** INFORMATION SUPPLIED **
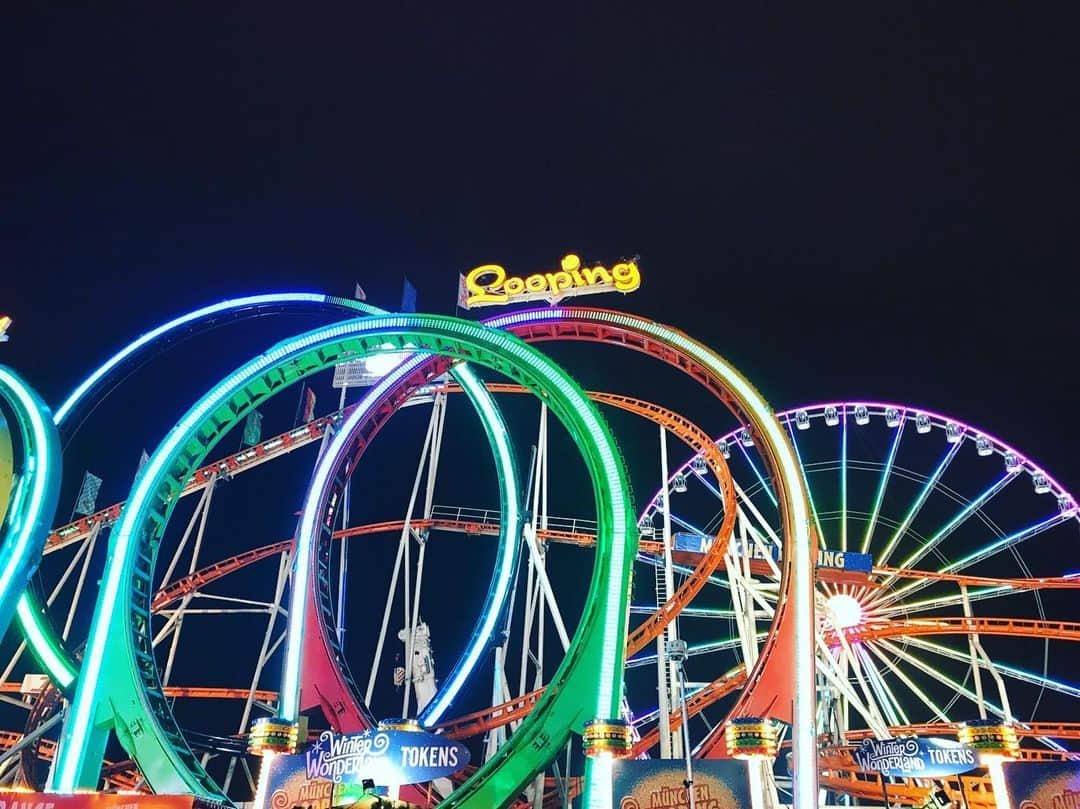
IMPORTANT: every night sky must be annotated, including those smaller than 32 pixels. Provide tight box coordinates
[0,3,1080,781]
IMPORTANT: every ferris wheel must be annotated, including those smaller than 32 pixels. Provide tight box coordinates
[0,295,1080,806]
[627,401,1080,800]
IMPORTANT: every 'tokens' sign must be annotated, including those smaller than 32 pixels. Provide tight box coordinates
[852,736,978,778]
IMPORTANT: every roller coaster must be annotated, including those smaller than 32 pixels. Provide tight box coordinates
[0,285,1080,809]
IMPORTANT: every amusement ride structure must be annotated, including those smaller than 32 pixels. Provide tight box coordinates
[0,278,1080,809]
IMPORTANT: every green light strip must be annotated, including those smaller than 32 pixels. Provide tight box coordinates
[861,415,907,553]
[52,315,636,808]
[0,365,60,634]
[875,441,963,565]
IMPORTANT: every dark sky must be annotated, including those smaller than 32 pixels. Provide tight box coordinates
[0,3,1080,488]
[0,3,1080,756]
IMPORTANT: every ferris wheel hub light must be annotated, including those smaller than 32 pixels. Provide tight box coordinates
[825,593,863,630]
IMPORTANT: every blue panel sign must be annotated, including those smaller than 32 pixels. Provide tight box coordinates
[818,548,870,574]
[673,531,710,553]
[303,730,469,784]
[852,736,978,778]
[611,758,751,809]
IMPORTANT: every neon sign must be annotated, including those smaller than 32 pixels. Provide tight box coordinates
[458,253,642,309]
[852,736,978,778]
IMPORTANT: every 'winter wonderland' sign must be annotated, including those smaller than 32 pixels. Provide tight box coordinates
[305,730,469,784]
[853,736,978,778]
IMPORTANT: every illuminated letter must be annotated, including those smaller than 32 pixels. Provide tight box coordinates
[581,265,611,285]
[611,261,642,292]
[465,264,509,306]
[544,271,573,297]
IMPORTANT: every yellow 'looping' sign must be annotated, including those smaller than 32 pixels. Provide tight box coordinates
[460,253,642,309]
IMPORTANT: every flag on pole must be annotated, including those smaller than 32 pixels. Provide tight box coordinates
[400,279,416,312]
[303,387,315,423]
[71,472,102,516]
[135,449,150,480]
[244,410,262,446]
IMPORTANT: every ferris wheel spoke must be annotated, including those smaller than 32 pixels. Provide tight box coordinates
[873,584,1015,618]
[877,638,1005,717]
[881,470,1018,586]
[860,416,906,553]
[905,637,1080,698]
[816,634,889,739]
[840,635,890,727]
[864,643,949,722]
[875,512,1075,607]
[734,436,777,505]
[855,644,910,726]
[626,632,768,669]
[878,442,962,565]
[784,417,825,548]
[840,406,848,551]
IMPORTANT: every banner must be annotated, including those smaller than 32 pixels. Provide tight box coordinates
[303,729,469,785]
[0,792,205,809]
[852,736,978,778]
[300,387,315,424]
[1001,761,1080,809]
[72,472,102,516]
[244,410,262,447]
[458,253,642,309]
[0,413,15,523]
[611,758,750,809]
[397,279,416,312]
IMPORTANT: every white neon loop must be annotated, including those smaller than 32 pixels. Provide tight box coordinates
[51,316,626,792]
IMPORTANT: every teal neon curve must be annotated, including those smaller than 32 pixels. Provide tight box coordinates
[17,292,521,725]
[0,365,60,635]
[51,315,636,807]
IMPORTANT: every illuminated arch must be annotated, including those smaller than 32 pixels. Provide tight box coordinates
[51,315,636,806]
[0,365,60,635]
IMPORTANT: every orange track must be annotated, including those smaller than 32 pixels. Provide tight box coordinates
[874,567,1080,590]
[838,618,1080,643]
[0,683,278,699]
[843,722,1080,742]
[0,730,149,792]
[631,665,746,758]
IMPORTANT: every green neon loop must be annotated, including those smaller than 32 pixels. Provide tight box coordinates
[16,292,382,691]
[486,307,818,809]
[16,292,521,738]
[50,315,637,809]
[0,365,60,634]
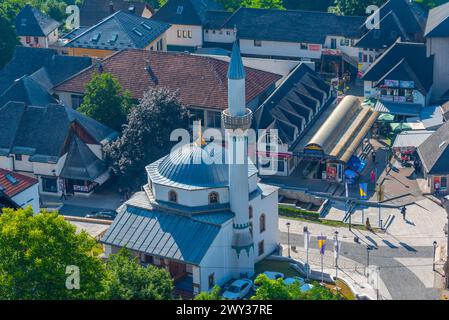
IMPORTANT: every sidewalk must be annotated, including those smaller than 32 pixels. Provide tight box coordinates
[282,245,391,300]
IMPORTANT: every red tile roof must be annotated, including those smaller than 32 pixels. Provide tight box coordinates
[0,169,38,198]
[55,49,281,110]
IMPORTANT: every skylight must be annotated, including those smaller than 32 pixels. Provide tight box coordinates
[6,173,19,184]
[109,33,118,43]
[133,28,143,37]
[141,22,153,30]
[92,33,101,42]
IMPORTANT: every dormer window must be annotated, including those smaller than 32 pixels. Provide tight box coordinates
[209,192,219,204]
[168,190,178,203]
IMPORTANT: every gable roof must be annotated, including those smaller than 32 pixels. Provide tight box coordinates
[355,11,409,49]
[417,122,449,174]
[65,11,170,51]
[0,102,117,163]
[153,0,224,26]
[0,46,56,94]
[101,205,231,265]
[0,76,56,106]
[253,63,330,144]
[30,55,92,91]
[424,3,449,37]
[15,4,60,37]
[223,8,365,44]
[379,0,424,34]
[60,136,107,181]
[0,168,39,198]
[0,46,92,95]
[363,42,433,92]
[80,0,154,27]
[55,49,281,110]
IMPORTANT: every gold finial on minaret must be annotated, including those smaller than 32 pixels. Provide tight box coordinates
[195,119,206,147]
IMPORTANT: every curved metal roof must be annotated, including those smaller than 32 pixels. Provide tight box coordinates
[147,143,257,190]
[306,96,361,154]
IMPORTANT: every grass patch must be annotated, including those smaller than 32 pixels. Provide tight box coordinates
[254,259,300,278]
[326,279,357,300]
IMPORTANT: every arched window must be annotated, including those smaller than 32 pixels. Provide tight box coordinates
[168,190,178,203]
[259,213,265,233]
[209,192,218,204]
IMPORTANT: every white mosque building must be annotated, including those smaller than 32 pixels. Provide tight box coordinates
[102,44,279,294]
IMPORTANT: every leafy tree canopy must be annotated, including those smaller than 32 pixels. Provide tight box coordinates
[78,72,131,131]
[0,208,105,300]
[104,87,189,188]
[104,249,173,300]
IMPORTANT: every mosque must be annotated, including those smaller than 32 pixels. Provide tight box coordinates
[102,43,279,294]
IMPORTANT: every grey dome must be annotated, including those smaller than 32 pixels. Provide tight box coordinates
[147,143,257,189]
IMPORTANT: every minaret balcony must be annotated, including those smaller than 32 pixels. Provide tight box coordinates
[221,108,253,130]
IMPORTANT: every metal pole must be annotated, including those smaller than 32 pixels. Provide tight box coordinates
[432,241,437,271]
[334,231,339,279]
[321,254,324,284]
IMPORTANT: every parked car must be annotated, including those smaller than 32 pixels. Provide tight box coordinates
[284,277,306,286]
[86,210,117,220]
[223,279,253,300]
[263,271,284,280]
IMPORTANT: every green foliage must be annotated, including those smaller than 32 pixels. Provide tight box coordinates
[195,285,222,300]
[0,208,105,300]
[217,0,284,11]
[279,205,320,220]
[104,249,173,300]
[282,0,334,12]
[78,73,131,131]
[104,87,189,188]
[335,0,386,16]
[251,274,345,300]
[0,7,19,68]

** TO BE DONE **
Replace "tight" with "precise" in the rows from the start of the records up to and including the line with "[0,285,1080,809]", leaving everything else unchanged. Reproduce only those lines and omit the pictures.

** OUTPUT **
IMPORTANT: every night sky must be annotated, including those smaller than 32 pixels. Provide precise box coordinates
[0,3,1080,781]
IMPORTANT: every ferris wheel must be annotated, including those smaller than 32 pixels. Provide precise box coordinates
[0,295,1080,806]
[627,401,1080,800]
IMPORTANT: every 'tokens' sign must be annotated, including those smaller than 32 pixels. Provide precise box coordinates
[852,736,978,778]
IMPORTANT: every roller coaster must be annotated, including those smaller than 32 pixels. Provide precise box coordinates
[0,285,1080,809]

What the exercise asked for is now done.